* _EXTRACTED TEXT_:
<<<<

Far From Heaven: Haynes Mounts Modest Environmental Drama
In the oft-prestigious subgenre of environmental thrillers, particularly those detailing the grossly inhuman actions of powerful corporations and corrupt government agencies, Dark Waters, the latest offering from perennial auteur Todd Haynes, feels a bit auxiliary. Packing decades worth of pertinent details into the West Virginia Dupont scandal, wherein the “forever chemicals” utilized for Teflon saturated the local population’s water supply, causing thousands of cases of cancer (not to mention the considerable environmental side effects on the landscape and livestock), Haynes and scribes Matthew Michael Carnahan and Mario Correa, inspired by a New York Times article by Nathaniel Rich, craft somewhat of a predictable disappointment in what plays like the visual aid to a Wikipedia entry on the events.
Told through the perspective of indefatigable lawyer Robert Bilott (Mark Ruffalo, also producing), Haynes details a chain of events beginning in 1998, wherein an attorney working for the benefit of chemical corporations is led to represent those being harmed by their extreme negligence. At the end, despite some strides towards a semblance of justice, Haynes leaves us with a morose impasse—imagine Ayn Rand attempting to be Capraesque.
A myriad of juxtaposing themes become apparent, many of these items side-barred (such as the Anne Hathaway trajectory, here miscast as a painstaking homemaker who gave up her own career as an attorney to support her husband) in favor of the valiance bestowed upon Ruffalo’s valiant despite-the-odds lawyer, often presented as something of a bumbling fool. What would have been more interesting would be a keener presentation of how and why his firm allowed for the continuation of case which was biting the hand that feeds them (Tim Robbins, as Bilott’s boss, is allowed a histrionic monologue usually only ever perceived in the movies, meant as a way to prove why some people are simply moved to do the right thing).
More interesting than Ruffalo (who Haynes does, for the most part, rein in from the particular affects he usually employees, a la in a similar turn in the 2015 Best Picture winner Spotlight) would have been a sharper, intimate focus on some of the families affected—which is where Dark Waters begins during its strongest emotional components, as relayed through Bill Camp’s (outfitted with some bushy Crawford brows) distressed farming family.

>>>>

* _WORK ORDER A_:
Answer the following questions using the review of Dark Waters, and mark your answers (i), (ii) and (iii):
(i) Whose New York Times article inspired the screenwriters?
(ii) In what year does the chain of events in the film begin?
(iii) Which actor plays Bilott's boss?
* _WORK ORDER B_:
Summarize the review of Dark Waters in two sentences.
* _WORK ORDER C_:
Translate this sentence from the review of Dark Waters into Spanish: "At the end, despite some strides towards a semblance of justice, Haynes leaves us with a morose impasse—imagine Ayn Rand attempting to be Capraesque."

* _SUPPLIED ENTRIES_:
<<<<

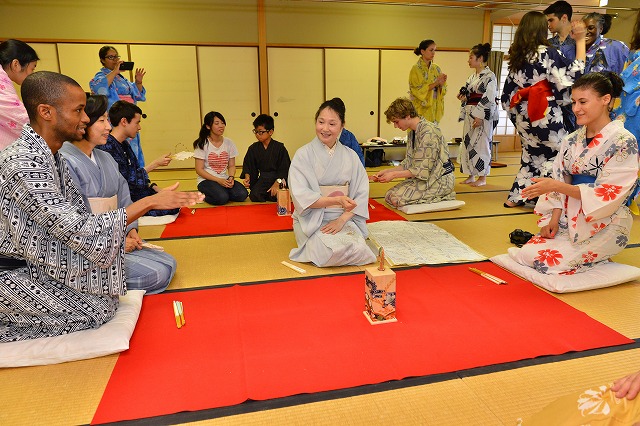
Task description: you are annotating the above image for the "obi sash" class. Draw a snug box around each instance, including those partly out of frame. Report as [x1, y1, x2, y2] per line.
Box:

>>>>
<<<<

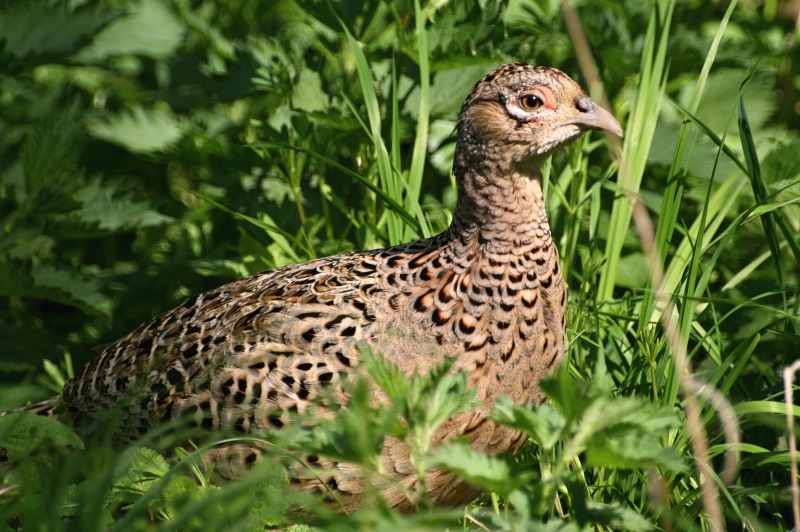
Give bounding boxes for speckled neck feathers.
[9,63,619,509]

>>>>

* _RESPONSE BOX A_:
(i) Nathaniel Rich
(ii) 1998
(iii) Tim Robbins

* _RESPONSE BOX B_:
The review calls Dark Waters, Todd Haynes's film about the West Virginia Dupont scandal in which the "forever chemicals" used for Teflon saturated the local water supply, a somewhat predictable disappointment that plays like the visual aid to a Wikipedia entry. Told through the perspective of lawyer Robert Bilott, played by Mark Ruffalo, the film sidelines threads such as Anne Hathaway's role, and the reviewer holds that a keener look at Bilott's firm or a sharper focus on the affected families would have been more interesting.

* _RESPONSE BOX C_:
Al final, pese a algunos avances hacia una apariencia de justicia, Haynes nos deja ante un sombrío callejón sin salida: imagínese a Ayn Rand intentando ser al estilo de Capra.